*TEXT*:
-=-=-

My zone 2 for this week was killed by adaptations

I am truly puzzled by the logic behind this week and it’s not the first time something like this has happened, which really makes me question if I should actually continue following TR, even though I got a year’s worth of subscription.

I’m following an adaptive training plan at 6h 30min per week. I’m currently in what is called “General Base - Mid Volume II - Week 5”. This week looked liked this initially:

  • Monday: rest
  • Tuesday: VO2 Max (productive)
  • Wednesday: zone 2 (1h, achievable)
  • Thursday: sweet spot (stretch)
  • Friday: rest
  • Saturday: threshold (over/under; productive)
  • Sunday: zone 2 (2h; productive) downgraded to 1h recovery

I did some weight lifting on Friday which is definitely debatable but I didn’t have any muscle soreness from it. On Saturday the over/under session felt hard and that’s also what I answered for the survey. As a result, my Sunday workout was downgraded to recovery.

-=-=-

*TASKS FOR THIS EXERCISE*:
- A) Determine whether each statement below agrees with the training post above, answering yes or no and quoting the deciding words of the post: (i) The adaptive plan is set at 6h 30min per week. (ii) The Friday weight lifting left muscle soreness. (iii) The Wednesday zone 2 session lasted two hours.
- B) Render this sentence from the training post into French: "On Saturday the over/under session felt hard and that’s also what I answered for the survey."
- C) Proceed with the training post above, picking up after its final sentence.

-=-=-

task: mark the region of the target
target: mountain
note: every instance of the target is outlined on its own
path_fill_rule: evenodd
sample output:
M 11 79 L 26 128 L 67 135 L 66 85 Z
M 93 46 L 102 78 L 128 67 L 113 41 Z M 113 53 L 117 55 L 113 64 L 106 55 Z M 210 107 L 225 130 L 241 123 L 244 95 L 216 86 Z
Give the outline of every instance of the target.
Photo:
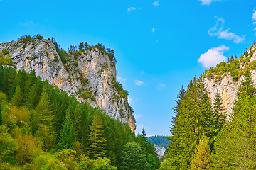
M 253 45 L 241 55 L 240 59 L 236 56 L 231 56 L 228 62 L 220 62 L 215 68 L 206 70 L 203 74 L 211 101 L 213 102 L 218 91 L 228 118 L 232 113 L 233 101 L 236 98 L 238 87 L 243 78 L 242 73 L 246 67 L 250 68 L 252 80 L 256 80 L 255 50 L 256 46 Z
M 127 122 L 135 130 L 135 119 L 128 103 L 128 91 L 116 81 L 114 51 L 102 44 L 71 45 L 66 52 L 55 38 L 22 36 L 17 41 L 0 44 L 4 58 L 11 57 L 18 70 L 35 70 L 42 80 L 57 86 L 81 103 L 100 107 L 110 118 Z
M 168 147 L 168 144 L 170 143 L 170 140 L 166 136 L 148 137 L 148 140 L 155 146 L 156 153 L 159 158 L 163 157 L 164 152 Z

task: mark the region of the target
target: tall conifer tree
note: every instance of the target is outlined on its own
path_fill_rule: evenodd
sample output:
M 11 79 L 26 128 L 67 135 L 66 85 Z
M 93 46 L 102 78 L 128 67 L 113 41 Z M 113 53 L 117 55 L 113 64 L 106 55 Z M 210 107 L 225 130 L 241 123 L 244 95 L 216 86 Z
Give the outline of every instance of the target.
M 106 140 L 103 137 L 103 124 L 99 113 L 95 113 L 92 118 L 92 125 L 89 134 L 89 154 L 92 158 L 103 157 L 106 151 L 104 149 Z
M 249 70 L 234 103 L 230 120 L 214 146 L 214 169 L 256 169 L 256 96 Z
M 169 147 L 166 169 L 190 169 L 195 148 L 203 135 L 210 137 L 210 143 L 213 142 L 212 108 L 202 78 L 191 81 L 186 94 L 177 104 L 175 108 L 177 114 L 174 119 L 176 124 L 171 129 L 173 136 Z
M 213 118 L 214 118 L 214 131 L 215 135 L 220 132 L 223 127 L 226 120 L 225 112 L 224 112 L 223 103 L 220 95 L 217 91 L 216 96 L 213 100 Z
M 70 115 L 66 115 L 63 126 L 60 132 L 58 146 L 59 149 L 73 149 L 75 142 L 75 132 L 72 125 Z

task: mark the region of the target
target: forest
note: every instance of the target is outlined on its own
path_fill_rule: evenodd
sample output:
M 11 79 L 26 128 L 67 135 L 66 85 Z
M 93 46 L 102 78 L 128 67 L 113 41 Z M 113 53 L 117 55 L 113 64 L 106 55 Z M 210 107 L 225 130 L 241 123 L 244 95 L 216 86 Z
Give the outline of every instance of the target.
M 159 169 L 256 169 L 256 89 L 248 67 L 242 75 L 229 119 L 218 92 L 211 104 L 202 76 L 181 87 Z
M 159 168 L 144 129 L 135 136 L 127 123 L 8 61 L 0 64 L 0 169 Z

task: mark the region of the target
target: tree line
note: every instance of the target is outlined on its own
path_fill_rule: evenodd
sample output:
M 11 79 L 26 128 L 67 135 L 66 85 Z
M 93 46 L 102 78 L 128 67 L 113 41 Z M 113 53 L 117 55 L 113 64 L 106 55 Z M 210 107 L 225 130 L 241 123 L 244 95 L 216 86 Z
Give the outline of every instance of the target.
M 246 67 L 227 120 L 219 92 L 211 105 L 202 78 L 181 87 L 160 169 L 256 169 L 255 92 Z
M 27 73 L 0 64 L 0 169 L 156 169 L 144 129 Z

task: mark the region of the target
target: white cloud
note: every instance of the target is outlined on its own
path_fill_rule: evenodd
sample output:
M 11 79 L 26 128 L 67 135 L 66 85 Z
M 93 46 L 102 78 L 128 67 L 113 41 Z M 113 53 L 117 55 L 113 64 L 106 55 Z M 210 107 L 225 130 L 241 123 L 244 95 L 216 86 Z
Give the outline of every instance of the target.
M 253 10 L 254 13 L 252 14 L 252 20 L 256 20 L 256 10 Z
M 254 13 L 252 16 L 252 18 L 253 21 L 256 21 L 256 10 L 253 10 Z M 254 21 L 252 24 L 256 24 L 256 21 Z M 253 30 L 256 30 L 256 28 L 253 29 Z
M 132 98 L 128 97 L 128 103 L 129 104 L 132 103 Z
M 158 89 L 161 91 L 161 90 L 162 90 L 163 88 L 164 88 L 166 86 L 166 85 L 165 85 L 164 84 L 159 84 L 159 88 L 158 88 Z
M 134 117 L 136 119 L 139 119 L 139 118 L 142 118 L 142 115 L 134 115 Z
M 127 12 L 130 13 L 130 12 L 132 12 L 132 11 L 134 11 L 134 10 L 136 10 L 136 8 L 134 7 L 131 6 L 131 8 L 129 8 L 127 9 Z
M 121 80 L 121 81 L 126 81 L 126 80 L 127 80 L 126 78 L 125 78 L 125 79 L 123 79 L 123 78 L 119 77 L 119 76 L 117 77 L 117 79 L 118 79 L 118 80 Z
M 199 0 L 202 5 L 210 5 L 213 1 L 221 1 L 222 0 Z
M 157 7 L 159 5 L 159 1 L 154 1 L 153 2 L 152 4 L 155 7 Z
M 218 63 L 227 60 L 227 57 L 223 55 L 223 52 L 228 50 L 229 47 L 225 45 L 218 47 L 212 47 L 206 53 L 202 54 L 198 62 L 202 63 L 206 68 L 213 67 Z
M 135 82 L 135 84 L 138 85 L 138 86 L 141 86 L 141 85 L 142 85 L 144 84 L 143 81 L 139 81 L 139 80 L 134 80 L 134 82 Z
M 1 0 L 0 0 L 1 1 Z M 34 23 L 33 21 L 28 21 L 28 22 L 24 22 L 24 23 L 19 23 L 19 25 L 22 26 L 30 26 L 33 25 Z
M 230 28 L 224 30 L 225 20 L 223 18 L 217 18 L 216 24 L 208 31 L 210 36 L 218 36 L 219 39 L 233 40 L 235 43 L 241 43 L 245 40 L 245 35 L 242 37 L 230 32 Z

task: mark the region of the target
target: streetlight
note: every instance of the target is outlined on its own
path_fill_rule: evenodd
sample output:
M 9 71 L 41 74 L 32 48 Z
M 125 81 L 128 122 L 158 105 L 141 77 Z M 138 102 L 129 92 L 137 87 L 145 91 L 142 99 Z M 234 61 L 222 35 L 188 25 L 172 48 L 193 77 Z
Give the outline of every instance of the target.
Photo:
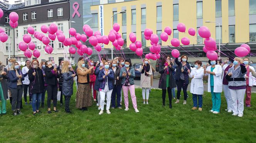
M 113 28 L 113 24 L 112 24 L 112 18 L 115 15 L 118 14 L 120 14 L 120 13 L 126 13 L 126 11 L 125 10 L 122 10 L 121 12 L 119 12 L 119 13 L 115 13 L 113 15 L 111 16 L 111 29 Z M 111 46 L 111 59 L 113 59 L 113 46 Z
M 221 26 L 219 23 L 216 21 L 207 21 L 205 22 L 206 23 L 215 23 L 219 25 L 219 59 L 221 59 Z

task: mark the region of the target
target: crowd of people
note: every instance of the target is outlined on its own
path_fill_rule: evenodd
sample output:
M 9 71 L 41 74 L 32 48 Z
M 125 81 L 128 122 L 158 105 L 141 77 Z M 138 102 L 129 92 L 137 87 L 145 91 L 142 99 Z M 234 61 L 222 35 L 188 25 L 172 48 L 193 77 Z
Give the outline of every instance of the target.
M 208 76 L 208 92 L 212 95 L 212 106 L 209 111 L 218 114 L 221 104 L 221 93 L 224 91 L 228 112 L 232 115 L 242 117 L 243 115 L 244 99 L 246 94 L 246 107 L 251 105 L 251 88 L 255 81 L 256 72 L 249 66 L 249 58 L 243 59 L 231 56 L 222 62 L 220 60 L 209 60 L 207 65 L 200 61 L 194 62 L 192 70 L 185 55 L 172 59 L 167 55 L 159 60 L 158 71 L 161 74 L 158 88 L 162 89 L 162 105 L 165 106 L 167 91 L 169 107 L 172 108 L 172 99 L 180 102 L 182 89 L 184 94 L 183 104 L 187 104 L 188 97 L 187 89 L 191 78 L 190 92 L 193 102 L 192 110 L 202 111 L 204 94 L 204 76 Z M 10 99 L 14 116 L 22 114 L 22 97 L 25 105 L 32 104 L 32 114 L 40 113 L 39 107 L 44 107 L 45 93 L 47 92 L 47 113 L 58 112 L 57 95 L 60 92 L 61 105 L 65 100 L 65 110 L 71 113 L 69 102 L 73 94 L 73 84 L 76 81 L 76 107 L 86 111 L 94 102 L 98 106 L 99 115 L 104 112 L 104 105 L 107 114 L 111 109 L 121 109 L 122 95 L 123 94 L 125 111 L 129 108 L 128 91 L 130 91 L 135 112 L 139 112 L 137 106 L 134 78 L 136 70 L 132 66 L 131 60 L 116 57 L 112 61 L 103 57 L 100 62 L 80 57 L 75 69 L 68 61 L 59 60 L 57 66 L 52 60 L 39 63 L 37 59 L 27 60 L 25 66 L 20 69 L 15 59 L 8 60 L 5 67 L 0 62 L 0 94 L 2 108 L 0 113 L 6 113 L 6 100 Z M 143 104 L 149 104 L 150 88 L 153 85 L 155 68 L 150 60 L 145 58 L 138 71 L 141 73 L 140 87 L 142 88 Z M 75 78 L 76 77 L 76 78 Z M 175 88 L 177 88 L 175 94 Z M 92 99 L 93 98 L 93 100 Z M 105 101 L 106 101 L 105 102 Z M 53 108 L 51 108 L 51 104 Z

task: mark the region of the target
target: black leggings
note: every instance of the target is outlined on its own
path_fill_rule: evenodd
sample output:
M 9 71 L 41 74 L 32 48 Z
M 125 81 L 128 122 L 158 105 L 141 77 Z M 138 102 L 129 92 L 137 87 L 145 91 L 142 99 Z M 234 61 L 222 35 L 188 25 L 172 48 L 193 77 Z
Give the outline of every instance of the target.
M 187 89 L 189 84 L 185 84 L 185 81 L 179 80 L 176 80 L 176 84 L 177 85 L 177 99 L 179 100 L 180 97 L 180 92 L 181 92 L 181 88 L 183 90 L 183 94 L 184 94 L 184 100 L 186 100 L 187 98 Z
M 168 97 L 169 98 L 169 106 L 172 106 L 172 89 L 170 87 L 167 88 L 168 92 Z M 163 99 L 163 105 L 165 105 L 165 97 L 166 95 L 166 89 L 162 89 L 162 98 Z

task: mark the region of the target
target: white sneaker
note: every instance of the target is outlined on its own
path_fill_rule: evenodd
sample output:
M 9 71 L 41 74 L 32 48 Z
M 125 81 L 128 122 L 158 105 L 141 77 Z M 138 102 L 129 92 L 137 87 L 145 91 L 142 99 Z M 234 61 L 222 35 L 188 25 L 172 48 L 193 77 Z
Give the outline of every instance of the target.
M 102 114 L 103 114 L 103 111 L 101 111 L 101 111 L 99 112 L 99 115 L 102 115 Z

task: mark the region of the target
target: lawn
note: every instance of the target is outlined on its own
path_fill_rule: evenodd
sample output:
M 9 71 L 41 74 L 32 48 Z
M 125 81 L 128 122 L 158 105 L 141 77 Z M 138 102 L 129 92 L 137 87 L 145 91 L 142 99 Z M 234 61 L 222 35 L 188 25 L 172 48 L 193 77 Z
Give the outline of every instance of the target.
M 45 107 L 40 109 L 42 113 L 34 116 L 31 105 L 24 105 L 23 114 L 13 117 L 8 100 L 8 113 L 0 117 L 0 142 L 256 141 L 254 106 L 245 108 L 243 117 L 233 117 L 224 110 L 226 104 L 222 94 L 220 113 L 215 115 L 208 111 L 211 109 L 211 101 L 208 93 L 204 96 L 203 110 L 200 112 L 191 110 L 192 101 L 190 94 L 187 105 L 173 104 L 173 108 L 169 109 L 167 97 L 166 106 L 162 107 L 161 90 L 152 90 L 149 105 L 142 104 L 141 92 L 140 89 L 136 90 L 138 113 L 134 112 L 130 100 L 128 111 L 125 111 L 123 107 L 122 110 L 111 109 L 110 115 L 104 110 L 103 115 L 99 115 L 99 110 L 94 105 L 88 111 L 82 112 L 75 108 L 74 95 L 71 101 L 72 114 L 66 113 L 64 106 L 60 107 L 58 102 L 58 113 L 49 114 Z M 252 97 L 252 103 L 255 104 L 256 94 L 253 94 Z

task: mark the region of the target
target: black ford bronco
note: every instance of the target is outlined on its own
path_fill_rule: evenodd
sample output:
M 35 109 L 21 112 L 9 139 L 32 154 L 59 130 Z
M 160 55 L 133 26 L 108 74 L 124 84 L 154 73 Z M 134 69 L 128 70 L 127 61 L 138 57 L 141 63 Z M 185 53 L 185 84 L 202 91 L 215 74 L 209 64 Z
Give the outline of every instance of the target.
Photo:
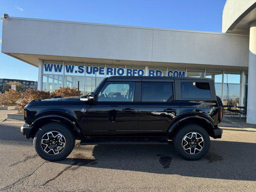
M 75 146 L 161 144 L 172 141 L 185 159 L 204 157 L 210 136 L 221 138 L 221 101 L 211 79 L 112 76 L 80 98 L 34 100 L 24 108 L 26 138 L 49 161 Z

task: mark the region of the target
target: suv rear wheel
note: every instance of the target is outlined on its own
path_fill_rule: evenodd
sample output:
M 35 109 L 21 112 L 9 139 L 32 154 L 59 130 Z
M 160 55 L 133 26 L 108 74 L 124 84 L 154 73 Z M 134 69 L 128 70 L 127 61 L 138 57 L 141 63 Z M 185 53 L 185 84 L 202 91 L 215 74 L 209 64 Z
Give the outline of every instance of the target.
M 38 155 L 49 161 L 59 161 L 69 155 L 75 146 L 74 133 L 67 125 L 50 123 L 37 131 L 34 146 Z
M 197 160 L 209 150 L 210 140 L 207 132 L 195 124 L 184 126 L 174 136 L 172 143 L 179 154 L 186 160 Z

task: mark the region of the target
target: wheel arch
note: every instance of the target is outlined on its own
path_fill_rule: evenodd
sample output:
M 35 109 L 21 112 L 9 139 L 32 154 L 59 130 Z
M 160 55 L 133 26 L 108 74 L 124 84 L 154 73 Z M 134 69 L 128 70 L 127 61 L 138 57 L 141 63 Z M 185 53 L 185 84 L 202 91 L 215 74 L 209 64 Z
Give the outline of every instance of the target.
M 168 130 L 168 136 L 171 138 L 179 130 L 182 126 L 186 124 L 196 124 L 202 127 L 207 132 L 209 135 L 214 135 L 214 126 L 208 120 L 200 116 L 189 116 L 182 118 L 172 123 Z
M 74 120 L 58 114 L 47 114 L 38 117 L 31 124 L 32 127 L 30 133 L 30 137 L 33 138 L 37 131 L 42 126 L 52 122 L 60 122 L 64 123 L 68 126 L 75 134 L 76 138 L 82 136 L 81 128 Z

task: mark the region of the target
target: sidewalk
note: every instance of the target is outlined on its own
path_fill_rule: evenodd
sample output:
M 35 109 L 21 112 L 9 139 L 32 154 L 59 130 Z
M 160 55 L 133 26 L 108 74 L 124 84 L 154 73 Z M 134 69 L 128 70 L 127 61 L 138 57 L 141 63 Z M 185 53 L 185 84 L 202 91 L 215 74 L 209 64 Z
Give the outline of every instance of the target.
M 7 114 L 17 112 L 17 110 L 0 110 L 0 122 L 2 122 L 7 118 Z

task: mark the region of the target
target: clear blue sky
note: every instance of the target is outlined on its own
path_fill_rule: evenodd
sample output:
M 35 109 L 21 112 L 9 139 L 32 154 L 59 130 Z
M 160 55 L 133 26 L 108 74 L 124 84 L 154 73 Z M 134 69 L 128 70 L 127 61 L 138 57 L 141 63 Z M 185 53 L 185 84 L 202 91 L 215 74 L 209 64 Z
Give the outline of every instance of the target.
M 226 0 L 2 0 L 1 16 L 221 32 Z M 0 24 L 2 39 L 2 24 Z M 46 37 L 47 38 L 47 37 Z M 37 80 L 38 70 L 0 53 L 0 78 Z

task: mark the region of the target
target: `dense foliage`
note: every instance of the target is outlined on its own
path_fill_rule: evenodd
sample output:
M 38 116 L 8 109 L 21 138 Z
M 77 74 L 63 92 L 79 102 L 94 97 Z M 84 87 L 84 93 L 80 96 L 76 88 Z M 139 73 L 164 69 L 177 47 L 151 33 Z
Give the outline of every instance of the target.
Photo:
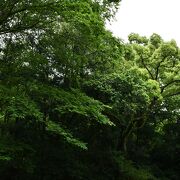
M 180 49 L 119 2 L 0 1 L 0 179 L 180 179 Z

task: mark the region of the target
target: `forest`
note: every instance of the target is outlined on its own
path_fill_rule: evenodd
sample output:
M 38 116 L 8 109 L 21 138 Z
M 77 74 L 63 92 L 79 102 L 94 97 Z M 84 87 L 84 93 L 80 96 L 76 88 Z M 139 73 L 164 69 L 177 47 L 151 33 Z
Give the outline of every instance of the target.
M 180 48 L 118 8 L 0 0 L 1 180 L 180 179 Z

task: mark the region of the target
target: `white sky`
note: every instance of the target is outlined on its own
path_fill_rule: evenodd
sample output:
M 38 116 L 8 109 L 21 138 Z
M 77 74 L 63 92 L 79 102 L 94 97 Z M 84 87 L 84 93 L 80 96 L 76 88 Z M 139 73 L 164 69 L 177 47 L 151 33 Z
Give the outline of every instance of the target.
M 132 32 L 148 37 L 157 33 L 180 45 L 180 0 L 122 0 L 116 21 L 107 27 L 124 40 Z

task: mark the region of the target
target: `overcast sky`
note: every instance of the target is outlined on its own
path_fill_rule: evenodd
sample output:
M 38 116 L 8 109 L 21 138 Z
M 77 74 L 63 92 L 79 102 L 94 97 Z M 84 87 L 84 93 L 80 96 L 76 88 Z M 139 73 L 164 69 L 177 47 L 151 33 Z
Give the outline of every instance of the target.
M 157 33 L 180 46 L 180 0 L 122 0 L 116 21 L 108 29 L 124 40 L 131 32 Z

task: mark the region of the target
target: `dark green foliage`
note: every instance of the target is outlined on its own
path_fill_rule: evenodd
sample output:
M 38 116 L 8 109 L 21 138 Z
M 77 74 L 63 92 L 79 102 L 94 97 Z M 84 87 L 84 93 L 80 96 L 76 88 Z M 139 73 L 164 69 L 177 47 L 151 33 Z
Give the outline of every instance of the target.
M 180 179 L 179 47 L 119 2 L 0 1 L 0 179 Z

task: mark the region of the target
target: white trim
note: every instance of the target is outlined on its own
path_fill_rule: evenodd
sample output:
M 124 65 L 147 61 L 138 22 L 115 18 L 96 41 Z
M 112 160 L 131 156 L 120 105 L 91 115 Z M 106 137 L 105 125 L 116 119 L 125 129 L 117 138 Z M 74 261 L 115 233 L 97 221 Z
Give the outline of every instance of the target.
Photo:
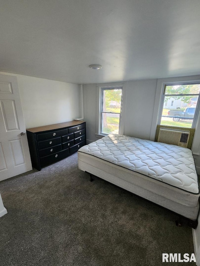
M 94 142 L 93 140 L 90 140 L 90 139 L 86 139 L 86 143 L 87 145 L 89 144 L 90 143 L 92 143 L 92 142 Z
M 107 136 L 101 133 L 100 128 L 101 128 L 101 113 L 100 107 L 101 106 L 101 92 L 102 89 L 110 89 L 114 88 L 119 89 L 122 88 L 122 95 L 121 101 L 121 110 L 120 115 L 120 123 L 119 126 L 119 133 L 123 135 L 124 132 L 124 119 L 122 119 L 122 114 L 125 113 L 125 98 L 126 95 L 125 90 L 124 89 L 124 83 L 120 82 L 114 82 L 113 83 L 103 83 L 96 84 L 97 90 L 97 110 L 96 110 L 96 133 L 95 136 L 97 138 L 101 138 L 103 137 Z M 124 116 L 123 115 L 123 117 Z
M 0 217 L 7 213 L 7 210 L 3 206 L 2 199 L 0 194 Z
M 100 134 L 97 134 L 96 133 L 95 134 L 95 136 L 96 138 L 103 138 L 103 137 L 105 137 L 105 136 L 107 136 L 107 135 L 102 135 Z
M 5 214 L 6 214 L 8 212 L 6 208 L 5 207 L 3 207 L 3 209 L 0 211 L 0 217 L 2 217 L 2 216 L 3 216 Z

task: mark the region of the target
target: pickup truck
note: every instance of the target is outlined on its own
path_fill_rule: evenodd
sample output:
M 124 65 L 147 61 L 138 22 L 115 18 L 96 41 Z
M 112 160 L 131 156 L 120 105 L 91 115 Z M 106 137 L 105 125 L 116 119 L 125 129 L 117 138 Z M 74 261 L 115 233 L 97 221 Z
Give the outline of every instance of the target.
M 194 118 L 196 107 L 187 107 L 185 111 L 170 110 L 168 116 L 173 118 L 174 121 L 178 122 L 181 119 L 192 119 Z

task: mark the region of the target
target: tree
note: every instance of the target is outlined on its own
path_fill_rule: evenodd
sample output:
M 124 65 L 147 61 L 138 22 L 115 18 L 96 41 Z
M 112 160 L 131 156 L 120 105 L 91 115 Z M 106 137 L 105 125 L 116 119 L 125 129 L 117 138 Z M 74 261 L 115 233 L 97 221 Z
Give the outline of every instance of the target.
M 107 89 L 104 91 L 106 99 L 106 105 L 108 107 L 111 102 L 113 101 L 120 103 L 122 98 L 122 89 Z
M 182 94 L 198 94 L 199 93 L 200 85 L 199 84 L 190 84 L 181 85 L 176 86 L 167 86 L 165 95 L 173 94 L 174 96 L 165 97 L 164 102 L 166 103 L 169 99 L 175 98 L 176 99 L 180 99 L 182 101 L 188 104 L 191 99 L 191 95 L 182 96 Z

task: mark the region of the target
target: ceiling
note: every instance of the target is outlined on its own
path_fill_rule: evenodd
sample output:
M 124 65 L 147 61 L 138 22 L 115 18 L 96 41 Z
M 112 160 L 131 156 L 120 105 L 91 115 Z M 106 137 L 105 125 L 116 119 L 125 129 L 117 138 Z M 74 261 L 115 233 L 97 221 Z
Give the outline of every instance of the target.
M 0 71 L 77 84 L 200 74 L 199 0 L 0 4 Z

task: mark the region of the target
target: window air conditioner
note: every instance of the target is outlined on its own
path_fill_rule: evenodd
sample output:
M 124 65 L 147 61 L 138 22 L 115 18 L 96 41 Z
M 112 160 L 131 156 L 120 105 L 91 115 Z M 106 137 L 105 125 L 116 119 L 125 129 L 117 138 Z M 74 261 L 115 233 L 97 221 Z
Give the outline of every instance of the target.
M 190 134 L 189 131 L 180 131 L 160 128 L 158 141 L 187 148 Z

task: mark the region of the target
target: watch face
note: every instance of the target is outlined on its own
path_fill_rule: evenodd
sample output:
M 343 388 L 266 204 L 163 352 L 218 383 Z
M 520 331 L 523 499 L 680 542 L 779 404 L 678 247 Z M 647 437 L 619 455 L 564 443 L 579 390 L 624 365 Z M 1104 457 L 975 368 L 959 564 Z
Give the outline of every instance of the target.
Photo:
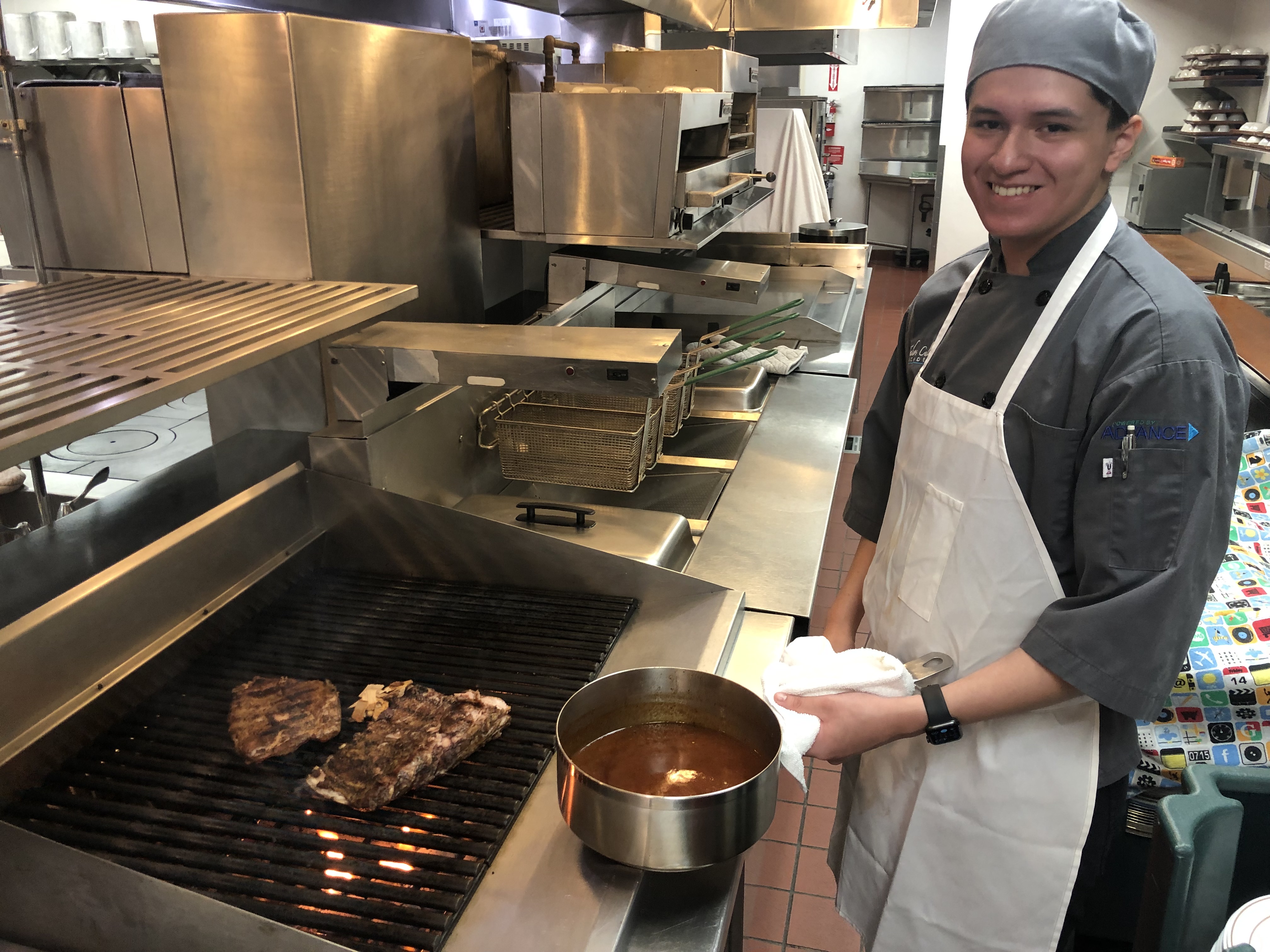
M 956 721 L 949 721 L 947 724 L 927 727 L 926 740 L 931 744 L 949 744 L 954 740 L 961 740 L 961 725 Z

-=-=-

*TASK RESPONSES*:
- A)
(i) Yes: "I’m following an adaptive training plan at 6h 30min per week."
(ii) No: "but I didn’t have any muscle soreness from it"
(iii) No: "Wednesday: zone 2 (1h, achievable)"

- B) Le samedi, la séance over/under m’a paru difficile, et c’est aussi ce que j’ai répondu au questionnaire.

- C)
The end result is that I’m getting 5h 30min of riding this week, with only a single 1h of it being zone 2 endurance. The rest had some zone 2 sprinkled in between intervals. I’m not an expert on training but I’ve read enough studies to lean towards the conclusion that this is not an effective way to train and might actually cause more harm than good. Saturday often has a threshold workout, and I’ll often rate this as hard (which doesn’t seem unusual, it’s threshold after all). This will then often kill my longest zone 2 ride, effectively leaving me with a best case scenario of weak base but OK endurance for short races (?) and a worst case scenario of overtraining. By the way I told the adaptive training plan that I’m training for Gran Fondo events.

In this case I would have expected it to realize that a zone 2 ride followed by a rest day should be enough for me to recover and that rating my threshold workout “hard” after a week where I had VO2 max and “stretch” sweet spot isn’t cause for concern.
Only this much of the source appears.